**Alıştırmanın amacı:**
Metin parçasına dayanarak şu soruları yanıtlayın:
(a) Metinde "tek-boyutluluk kâbusu" diye adlandırılan durum nedir?
(b) Prometeus, insanî durum sınırlarını ihlal ederken ve ateşi çalarken hangi iki şeye kapılır?
(c) Göğe karşı başkaldırının sona ermesi neyin yeniden kurulmasına başlangıç oluşturacaktır?

**Metin parçası:**
:::
Zira, insanî kaygıların çok uzağındaki ilerleme mitosu sadece “teknosantrik
boyut”a indirgenmiştir. İnsan hiç sona ermeyecek bir korku koridorundadır; bu
“tek-boyutluluk kâbusudur.”21

“Bu teknosantrik “ilerleme”nin spazmlı temposu, okyanuslar
dolusu gereksiz enformasyon ve ucuz temaşa, insanoğlunun ruhunu hiç
büyütmemekte, tersine onu daha sığ hale getirmektedir, manevî hayatımız
daralmakta, küçülmektedir. (…) Hayır, tüm umutların bilime, teknolojiye,
ekonomik büyümeye bağlanması mümkün değildir. Teknolojik uygarlığın zaferi aynı
zamanda içimize bir manevî güvencesizlik tohumu da ekmiştir. Onun armağanları
bizi hem zenginleştirmekte hem de kendine köle etmektedir. (…) Amacı göremez
olmuş durumdayız.”22

Aklımızı ve kalbimizi peşine takmış olan bu efsunkâr sözcük,
denge ve anlayış (empathie) içinde bir münasebetler düzeni kurmaktansa,
kendisinden hiçbir şey vermeyen, sadece almayı öğütleyen, tek yanlı, bencil bir
ilişkiler mekaniği oluşturmuştur. Evreni, sözde “tek gerçek”in: insanın tatmin
olmaz, hırslı, silip süpüren, duyarsız ego’sunun peşine takmıştır. Ve
modernitenin tüketici insanı, bir Prometeus’dur şimdi.

“Prometeus, pleonexia’ya yani radikal bir açgözlülüğe
kapılarak, insanî durum sınırlarını ihlal eder. Hubris’e, yani ölçüsüz
küstahlığa kapılarak da cennetten (gökyüzünden) ateşi çalıp getirir, böylelikle
de kendi mahvını hazırlar.”23

Bu aynı zamanda Göğe de bir başkaldırıdır ve insanın göğe, yani
ilahî olana başkaldırısı, yeryüzünü kirletir; bu nedenle de yalnız, göğe karşı
olan bu başkaldırının sona ermesi yeryüzündeki durumu tamamıyla düzeltmeyi
başarmamıza imkan verecek,24 bozulmuş Büyük Ahenk’in yeniden
kurulmasına bir başlangıç oluşturacaktır.

Ruhun Dirilişi!..

İnsanın hüsran çağları, kantitatif değerlerin, nesnel
kıstasların ve salt profan gayelerin hayatımıza hükmettiği meşûm periyotlardır.
Mekanizm bir kere geçirince de dişini hem tabiata hem de insana, tüketinceye
değin kemirir; neticede bir yandan insan hem kendine hem de fizyolojik
çevresine, yani doğaya yabancılaşırken, doğa da fıtrî dinginliğinden uzaklaşır,25
giderek dejenere olur. İki alemin hattı müştereki olacak olan hiçbir şey kalmaz
ortada.
:::
**Verilen kayıtlar:**
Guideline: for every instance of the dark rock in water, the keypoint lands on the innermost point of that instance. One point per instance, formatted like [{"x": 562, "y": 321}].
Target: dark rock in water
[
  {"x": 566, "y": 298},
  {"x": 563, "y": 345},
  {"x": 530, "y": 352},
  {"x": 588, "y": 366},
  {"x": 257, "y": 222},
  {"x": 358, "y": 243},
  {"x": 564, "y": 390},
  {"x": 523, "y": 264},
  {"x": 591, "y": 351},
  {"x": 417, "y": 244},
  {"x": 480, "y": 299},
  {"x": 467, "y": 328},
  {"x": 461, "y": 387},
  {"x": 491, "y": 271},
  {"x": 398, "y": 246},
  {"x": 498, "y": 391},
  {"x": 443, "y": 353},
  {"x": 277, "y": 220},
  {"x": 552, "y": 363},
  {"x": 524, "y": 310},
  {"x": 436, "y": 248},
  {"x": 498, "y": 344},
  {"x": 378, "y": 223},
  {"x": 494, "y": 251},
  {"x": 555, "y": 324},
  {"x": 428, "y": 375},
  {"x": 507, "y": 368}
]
:::
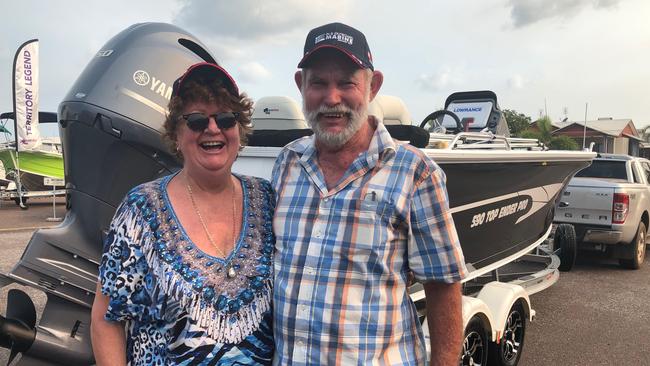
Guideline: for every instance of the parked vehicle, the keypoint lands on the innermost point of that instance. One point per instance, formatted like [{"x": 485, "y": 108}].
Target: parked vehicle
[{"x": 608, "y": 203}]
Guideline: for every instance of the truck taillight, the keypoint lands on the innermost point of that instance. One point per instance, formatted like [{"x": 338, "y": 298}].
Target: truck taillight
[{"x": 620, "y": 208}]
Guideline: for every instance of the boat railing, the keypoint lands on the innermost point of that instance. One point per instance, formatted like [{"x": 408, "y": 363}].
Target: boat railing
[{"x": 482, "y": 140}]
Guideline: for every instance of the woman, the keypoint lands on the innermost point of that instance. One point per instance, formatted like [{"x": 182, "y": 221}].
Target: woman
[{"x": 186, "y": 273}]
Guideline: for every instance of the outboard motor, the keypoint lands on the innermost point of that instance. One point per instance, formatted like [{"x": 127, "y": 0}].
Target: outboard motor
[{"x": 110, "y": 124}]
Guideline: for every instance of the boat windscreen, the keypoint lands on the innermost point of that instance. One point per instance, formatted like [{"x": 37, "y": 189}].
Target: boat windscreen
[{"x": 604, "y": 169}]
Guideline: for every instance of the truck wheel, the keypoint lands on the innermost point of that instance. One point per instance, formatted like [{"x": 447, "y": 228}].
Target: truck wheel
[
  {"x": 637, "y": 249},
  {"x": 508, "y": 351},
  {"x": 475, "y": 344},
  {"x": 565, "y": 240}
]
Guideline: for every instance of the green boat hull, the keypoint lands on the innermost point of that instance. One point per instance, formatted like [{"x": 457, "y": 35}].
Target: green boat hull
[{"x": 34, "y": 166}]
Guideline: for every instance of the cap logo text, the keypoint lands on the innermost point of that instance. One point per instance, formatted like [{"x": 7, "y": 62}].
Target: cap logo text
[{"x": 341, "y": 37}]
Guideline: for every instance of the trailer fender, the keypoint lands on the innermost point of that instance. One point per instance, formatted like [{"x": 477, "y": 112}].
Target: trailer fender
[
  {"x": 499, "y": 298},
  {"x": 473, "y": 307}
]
:::
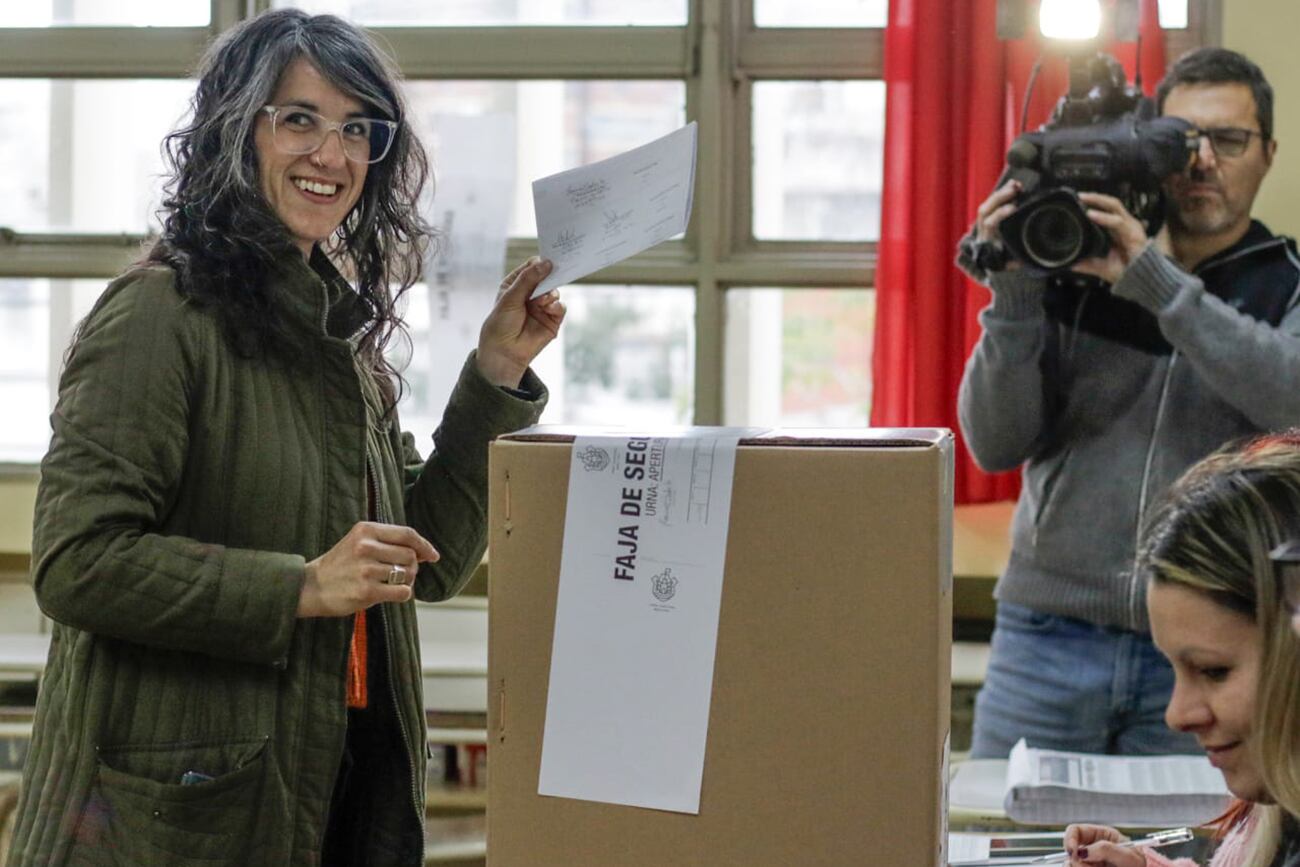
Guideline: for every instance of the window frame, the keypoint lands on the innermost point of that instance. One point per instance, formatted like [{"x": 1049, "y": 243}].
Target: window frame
:::
**Alıştırmanın çözümü:**
(a) İnsanın hiç sona ermeyecek bir korku koridorunda olması.
(b) Pleonexia'ya, yani radikal bir açgözlülüğe ve Hubris'e, yani ölçüsüz küstahlığa.
(c) Bozulmuş Büyük Ahenk'in.